_DO THIS_.
Convert all of the material below into a Markdown table with two columns, "No." and "Line." Give each line its own numbered row and leave out any blank lines.

Collected data
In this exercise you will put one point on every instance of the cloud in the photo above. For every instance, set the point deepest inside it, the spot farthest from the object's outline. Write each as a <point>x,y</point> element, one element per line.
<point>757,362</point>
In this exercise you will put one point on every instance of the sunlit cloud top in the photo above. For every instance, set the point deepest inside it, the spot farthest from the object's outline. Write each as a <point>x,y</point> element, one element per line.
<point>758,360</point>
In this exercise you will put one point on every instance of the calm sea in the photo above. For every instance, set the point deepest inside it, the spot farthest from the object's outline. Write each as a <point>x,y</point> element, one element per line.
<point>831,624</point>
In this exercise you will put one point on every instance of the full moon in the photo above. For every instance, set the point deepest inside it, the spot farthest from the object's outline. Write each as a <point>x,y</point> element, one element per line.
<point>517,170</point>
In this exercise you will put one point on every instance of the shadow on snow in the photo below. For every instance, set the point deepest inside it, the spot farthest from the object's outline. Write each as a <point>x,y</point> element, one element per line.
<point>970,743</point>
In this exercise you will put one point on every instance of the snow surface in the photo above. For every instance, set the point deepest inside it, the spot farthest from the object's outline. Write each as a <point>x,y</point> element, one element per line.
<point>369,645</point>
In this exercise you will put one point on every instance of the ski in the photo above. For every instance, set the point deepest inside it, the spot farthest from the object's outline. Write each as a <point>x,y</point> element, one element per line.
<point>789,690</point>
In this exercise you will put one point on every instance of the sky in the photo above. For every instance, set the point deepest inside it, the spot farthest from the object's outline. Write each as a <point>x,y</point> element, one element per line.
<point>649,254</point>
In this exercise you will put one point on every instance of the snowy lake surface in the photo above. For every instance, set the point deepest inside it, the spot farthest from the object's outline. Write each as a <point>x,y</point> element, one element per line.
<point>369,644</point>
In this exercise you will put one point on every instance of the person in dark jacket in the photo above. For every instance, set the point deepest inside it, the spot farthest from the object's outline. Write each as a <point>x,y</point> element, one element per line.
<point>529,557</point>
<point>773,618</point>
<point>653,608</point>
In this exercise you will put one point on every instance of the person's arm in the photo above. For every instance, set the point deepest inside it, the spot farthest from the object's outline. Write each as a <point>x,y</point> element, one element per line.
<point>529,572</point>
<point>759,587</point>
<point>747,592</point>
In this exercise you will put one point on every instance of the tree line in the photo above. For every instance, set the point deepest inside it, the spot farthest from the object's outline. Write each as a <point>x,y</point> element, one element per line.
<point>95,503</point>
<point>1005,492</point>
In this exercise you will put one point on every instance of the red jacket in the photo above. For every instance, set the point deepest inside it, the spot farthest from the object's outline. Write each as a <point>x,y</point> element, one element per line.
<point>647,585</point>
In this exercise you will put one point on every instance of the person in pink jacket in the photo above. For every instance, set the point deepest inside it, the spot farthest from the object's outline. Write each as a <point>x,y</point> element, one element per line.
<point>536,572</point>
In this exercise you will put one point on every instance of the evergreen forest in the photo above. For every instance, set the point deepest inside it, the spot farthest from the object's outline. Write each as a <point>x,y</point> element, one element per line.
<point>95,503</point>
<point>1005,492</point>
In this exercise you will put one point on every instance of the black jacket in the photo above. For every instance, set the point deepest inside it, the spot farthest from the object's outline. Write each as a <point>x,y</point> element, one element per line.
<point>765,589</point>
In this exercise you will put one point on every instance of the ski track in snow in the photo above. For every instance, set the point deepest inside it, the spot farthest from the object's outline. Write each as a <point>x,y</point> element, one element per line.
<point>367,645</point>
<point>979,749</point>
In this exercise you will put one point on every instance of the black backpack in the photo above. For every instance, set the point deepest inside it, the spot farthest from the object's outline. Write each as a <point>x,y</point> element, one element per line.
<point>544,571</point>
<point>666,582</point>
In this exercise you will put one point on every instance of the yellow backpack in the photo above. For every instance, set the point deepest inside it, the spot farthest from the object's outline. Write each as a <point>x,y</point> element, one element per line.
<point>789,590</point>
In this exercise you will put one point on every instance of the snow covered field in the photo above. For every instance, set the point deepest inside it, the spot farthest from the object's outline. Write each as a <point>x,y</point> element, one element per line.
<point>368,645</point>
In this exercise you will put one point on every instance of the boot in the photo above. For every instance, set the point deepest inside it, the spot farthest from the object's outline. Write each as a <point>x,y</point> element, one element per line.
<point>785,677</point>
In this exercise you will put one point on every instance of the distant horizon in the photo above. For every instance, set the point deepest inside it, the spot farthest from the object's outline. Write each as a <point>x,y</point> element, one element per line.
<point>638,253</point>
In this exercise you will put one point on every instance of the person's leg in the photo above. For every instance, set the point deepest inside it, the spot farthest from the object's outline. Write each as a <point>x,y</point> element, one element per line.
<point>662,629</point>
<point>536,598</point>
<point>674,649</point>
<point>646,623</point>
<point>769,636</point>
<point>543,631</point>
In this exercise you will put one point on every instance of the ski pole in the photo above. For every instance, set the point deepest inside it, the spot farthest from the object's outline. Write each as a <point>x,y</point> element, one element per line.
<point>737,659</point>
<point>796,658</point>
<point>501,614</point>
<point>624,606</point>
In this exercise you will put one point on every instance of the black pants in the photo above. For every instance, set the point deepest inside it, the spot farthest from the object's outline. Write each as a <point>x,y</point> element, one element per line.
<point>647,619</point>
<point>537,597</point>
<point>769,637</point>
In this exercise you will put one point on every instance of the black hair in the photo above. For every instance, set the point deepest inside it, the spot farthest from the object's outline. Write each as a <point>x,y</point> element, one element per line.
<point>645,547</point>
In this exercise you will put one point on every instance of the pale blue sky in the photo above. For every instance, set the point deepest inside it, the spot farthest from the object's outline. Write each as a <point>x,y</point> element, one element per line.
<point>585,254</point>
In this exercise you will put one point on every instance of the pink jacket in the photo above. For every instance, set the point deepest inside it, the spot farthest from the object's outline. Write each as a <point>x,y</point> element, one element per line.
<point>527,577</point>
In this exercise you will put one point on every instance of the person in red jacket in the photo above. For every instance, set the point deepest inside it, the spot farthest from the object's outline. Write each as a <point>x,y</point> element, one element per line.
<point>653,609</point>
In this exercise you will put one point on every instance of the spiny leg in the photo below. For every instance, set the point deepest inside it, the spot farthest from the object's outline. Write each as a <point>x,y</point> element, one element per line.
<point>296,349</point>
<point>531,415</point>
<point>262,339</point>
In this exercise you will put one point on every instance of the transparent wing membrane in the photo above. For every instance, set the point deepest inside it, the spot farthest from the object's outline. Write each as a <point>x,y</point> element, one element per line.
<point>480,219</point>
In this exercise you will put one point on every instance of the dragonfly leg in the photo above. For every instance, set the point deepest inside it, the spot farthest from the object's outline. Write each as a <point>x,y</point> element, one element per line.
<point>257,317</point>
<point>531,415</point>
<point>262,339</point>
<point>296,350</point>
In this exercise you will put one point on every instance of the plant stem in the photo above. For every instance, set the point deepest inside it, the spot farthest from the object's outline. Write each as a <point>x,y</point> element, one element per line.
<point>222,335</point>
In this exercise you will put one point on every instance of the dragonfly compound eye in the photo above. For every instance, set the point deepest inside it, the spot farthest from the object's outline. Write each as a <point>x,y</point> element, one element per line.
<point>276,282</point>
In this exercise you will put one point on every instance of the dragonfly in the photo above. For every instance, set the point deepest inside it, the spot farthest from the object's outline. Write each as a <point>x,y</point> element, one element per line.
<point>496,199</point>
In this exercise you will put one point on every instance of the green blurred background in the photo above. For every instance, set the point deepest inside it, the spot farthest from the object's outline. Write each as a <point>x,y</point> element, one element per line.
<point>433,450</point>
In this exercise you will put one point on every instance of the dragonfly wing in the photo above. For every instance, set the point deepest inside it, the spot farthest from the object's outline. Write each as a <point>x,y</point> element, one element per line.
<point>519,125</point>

_ANSWER FOR THIS EXERCISE_.
| No. | Line |
|---|---|
| 1 | In this exercise you will put one point on every instance of the cloud in the photo above. For every instance, set the point deepest inside it, the spot farthest from the object's outline. Write each as a <point>x,y</point> element, one element per line. |
| 2 | <point>757,362</point> |
| 3 | In this exercise you will put one point on every instance of the sunlit cloud top in the photo above. For every instance, set the point deepest inside it, the spot farthest from the object's outline. Write each as a <point>x,y</point> element, one element per line. |
| 4 | <point>758,360</point> |
| 5 | In this exercise you will put one point on every instance of the calm sea in the photo above. For every instance, set the point deepest inside it, the spot farthest from the object's outline. Write each as a <point>x,y</point> element, one element per line. |
| 6 | <point>831,624</point> |
| 7 | In this exercise you will put one point on every instance of the full moon in the photo above. For every instance, set the point deepest inside it, the spot farthest from the object's outline. Write each as a <point>x,y</point> element, one element per line. |
| 8 | <point>517,170</point> |
| 9 | In this exercise you will put one point on every instance of the shadow on snow in the photo below. For every instance, set the point deepest inside it, the spot farthest from the object's outline. Write each as a <point>x,y</point> element, one element per line. |
| 10 | <point>970,743</point> |
| 11 | In this exercise you will put one point on every instance of the snow surface in the photo above. For every instance, set the point deepest inside it, the spot farthest from the object's outline. Write each as a <point>x,y</point> element, one element per line. |
| 12 | <point>369,645</point> |
| 13 | In this exercise you will put one point on every instance of the ski in the photo above. For every instance, set the point deepest inside it, the spot farthest from the object's outline. Write each as a <point>x,y</point> element, one element per line. |
| 14 | <point>789,690</point> |
| 15 | In this exercise you will put one point on every instance of the sky in the photo above. For every instance, set the point deepest inside it, the spot farthest from the object's outline. Write each as a <point>x,y</point> element, one element per line. |
| 16 | <point>649,254</point> |
| 17 | In this exercise you will put one point on every instance of the snowy lake surface in the photo above. For every instance, set the point deepest inside it, the spot farthest from the object's outline. Write each as a <point>x,y</point> element, one element per line. |
| 18 | <point>369,644</point> |
| 19 | In this exercise you will put one point on every instance of the person in dark jacket in the photo above. For every instance, set the point deepest inside it, the spot farthest from the object's outline. Write each as a <point>x,y</point> element, one element per line. |
| 20 | <point>529,557</point> |
| 21 | <point>773,618</point> |
| 22 | <point>653,608</point> |
| 23 | In this exercise you will put one point on every instance of the person's arm in the photo above. For every instance, set the point deepest inside it, the spot farthest from the object's outline. Write each as a <point>x,y</point> element, one element per line. |
| 24 | <point>529,572</point> |
| 25 | <point>759,587</point> |
| 26 | <point>747,592</point> |
| 27 | In this exercise you will put one point on every instance of the tree line in the photo above. For every instance, set the point deepest inside it, the spot farthest from the object's outline. Write each as a <point>x,y</point> element, one element per line. |
| 28 | <point>95,503</point> |
| 29 | <point>1005,492</point> |
| 30 | In this exercise you will put one point on every instance of the red jacket in the photo above. For every instance, set the point deepest inside it, the spot farthest from the object's outline. Write each as a <point>x,y</point> element, one element per line. |
| 31 | <point>647,585</point> |
| 32 | In this exercise you will put one point on every instance of the person in pink jacket in the photo above. For every instance, set the point deepest inside it, the spot farthest from the object's outline. Write each as a <point>x,y</point> element, one element per line. |
| 33 | <point>536,572</point> |
| 34 | In this exercise you will put one point on every instance of the evergreen forest in the photo above. For every instance, set the point deepest inside it, the spot farthest from the object's outline. Write each as a <point>x,y</point> element, one element per line. |
| 35 | <point>95,503</point> |
| 36 | <point>1005,492</point> |
| 37 | In this exercise you will put one point on every instance of the black jacket in the photo above. For every instance, set the point deepest inside it, the spot farthest from the object's outline. Write each as a <point>x,y</point> element, one element per line. |
| 38 | <point>765,589</point> |
| 39 | In this exercise you will put one point on every instance of the ski track in snow in the photo above. For every instance, set the point deepest inside it, the spot farthest from the object's outline. Write each as a <point>x,y</point> element, one element per line. |
| 40 | <point>367,645</point> |
| 41 | <point>979,749</point> |
| 42 | In this exercise you will put one point on every instance of the black backpack in the photo above. For every instance, set the point deepest inside it, the spot farthest from the object's outline. Write each as a <point>x,y</point> element, one element per line. |
| 43 | <point>544,571</point> |
| 44 | <point>666,582</point> |
| 45 | In this exercise you will put one point on every instance of the yellow backpack in the photo above. For every instance, set the point deepest inside it, the spot farthest from the object's outline. Write each as a <point>x,y</point> element, one element per line. |
| 46 | <point>789,590</point> |
| 47 | In this exercise you will put one point on every instance of the snow covered field in the photo above. For every instance, set the point deepest inside it, the spot farthest from the object's outline. Write each as a <point>x,y</point> element, one element per line. |
| 48 | <point>368,645</point> |
| 49 | In this exercise you will put one point on every instance of the boot in the photo above. For every instance, set the point deepest inside it, the spot farthest from the object's outline. Write each as a <point>x,y</point> element, one element per line. |
| 50 | <point>785,677</point> |
| 51 | In this exercise you will put one point on every instance of the distant horizon in the photo above. For every instance, set the point deepest inside it, the spot farthest from the object's outline. Write each as a <point>x,y</point> element, one element per line. |
| 52 | <point>638,253</point> |
| 53 | In this exercise you will put one point on every instance of the person's leg in the photo above. For every instance, set the point deepest inside it, the spot farthest from the object's outline. Write each as a <point>x,y</point> element, one element per line. |
| 54 | <point>662,629</point> |
| 55 | <point>536,598</point> |
| 56 | <point>674,649</point> |
| 57 | <point>646,623</point> |
| 58 | <point>769,636</point> |
| 59 | <point>543,631</point> |
| 60 | In this exercise you will put one point on every instance of the ski pole in the photo above. For every instance, set the point deepest inside it, the spot farthest from the object's outline. Write each as a <point>x,y</point> element, one element per line. |
| 61 | <point>737,659</point> |
| 62 | <point>796,658</point> |
| 63 | <point>501,614</point> |
| 64 | <point>624,606</point> |
| 65 | In this exercise you will put one point on every instance of the black pants in the photo above. For every instance, set the point deepest inside it, the spot farthest from the object's outline. Write each as a <point>x,y</point> element, one element per line. |
| 66 | <point>647,619</point> |
| 67 | <point>537,597</point> |
| 68 | <point>769,637</point> |
| 69 | In this exercise you will put one point on every instance of the black hair in the photo above. For every instance, set the point deepest inside it, the spot farthest from the object's outline. Write each as a <point>x,y</point> element, one element per line. |
| 70 | <point>645,547</point> |
| 71 | In this exercise you will put one point on every instance of the pale blue sky in the photo above. For every instance, set the point deepest inside it, the spot farthest from the object's outline. Write each as a <point>x,y</point> element, one element per line. |
| 72 | <point>585,254</point> |
| 73 | In this exercise you will put one point on every instance of the pink jacket in the photo above. For every instance, set the point deepest inside it, the spot farthest from the object's outline. Write each as a <point>x,y</point> element, one element per line. |
| 74 | <point>527,577</point> |
| 75 | In this exercise you will put one point on every instance of the person in red jacket in the photo above. For every instance, set the point deepest inside it, the spot farthest from the object's outline. Write each as a <point>x,y</point> element, one element per line. |
| 76 | <point>653,609</point> |
| 77 | In this exercise you will put one point on every instance of the spiny leg in the photo below. For every instance, set the point deepest inside it, the spot farthest from the object's outline. Write each as a <point>x,y</point> element, one element per line. |
| 78 | <point>296,349</point> |
| 79 | <point>531,415</point> |
| 80 | <point>262,339</point> |
| 81 | In this exercise you will put one point on every instance of the transparent wing membrane in the photo above. For every instance, set the point deepest inside it, the spot farthest from the object's outline. Write each as a <point>x,y</point> element, one element per line. |
| 82 | <point>480,219</point> |
| 83 | In this exercise you will put one point on every instance of the dragonfly leg in the photo above. For every instance, set the point deepest inside it, the spot farthest from the object's outline. Write each as a <point>x,y</point> element, one element per line. |
| 84 | <point>257,317</point> |
| 85 | <point>531,415</point> |
| 86 | <point>262,339</point> |
| 87 | <point>296,350</point> |
| 88 | In this exercise you will put one point on every instance of the plant stem in the photo above. For every instance, set the point deepest inside it, the spot farthest from the object's outline. Write each as a <point>x,y</point> element, one element per line. |
| 89 | <point>222,335</point> |
| 90 | In this exercise you will put one point on every instance of the dragonfly compound eye in the photo above. For every instance, set the point deepest inside it, the spot farthest from the object's outline. Write each as a <point>x,y</point> element, one element per line. |
| 91 | <point>276,282</point> |
| 92 | In this exercise you will put one point on every instance of the dragonfly in the photo above. For every instance, set the point deepest inside it, the spot farthest from the object's outline. Write each as a <point>x,y</point> element, one element per line. |
| 93 | <point>496,199</point> |
| 94 | In this exercise you will put one point on every instance of the green blurred background in the photo above. For every instance, set the point deepest inside it, the spot farthest from the object's outline. Write each as a <point>x,y</point> element, one element per line. |
| 95 | <point>433,450</point> |
| 96 | In this exercise you will put one point on every instance of the dragonfly wing in the photo above. For every instance, set the point deepest inside it, the spot farthest from the object's outline. Write each as a <point>x,y</point> element, one element per line. |
| 97 | <point>519,125</point> |